GIVEN INSTRUCTION:
Convert the rows below into a two-column CSV with the headers "instruction" and "boxes", one line per row. Put each row's text and its answer in a single quoted field, replacing line breaks with spaces.

Detection annotation records:
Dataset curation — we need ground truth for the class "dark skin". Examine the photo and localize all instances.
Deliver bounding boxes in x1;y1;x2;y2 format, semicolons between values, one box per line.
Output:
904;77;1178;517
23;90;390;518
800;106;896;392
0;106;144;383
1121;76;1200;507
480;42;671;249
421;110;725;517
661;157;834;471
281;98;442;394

REPLY TO THE EXERCISE:
instruction,boxes
"Dataset curation — we need ground truth for the class ""dark skin"". Examine the photo and localize all instances. Deliver bounding boxes in x1;y1;x2;y2 format, semicolons between values, one box per line. Output:","904;77;1178;517 23;90;390;518 800;106;896;392 0;106;144;383 1121;76;1200;507 480;42;671;249 421;110;725;517 661;157;834;471 281;98;442;394"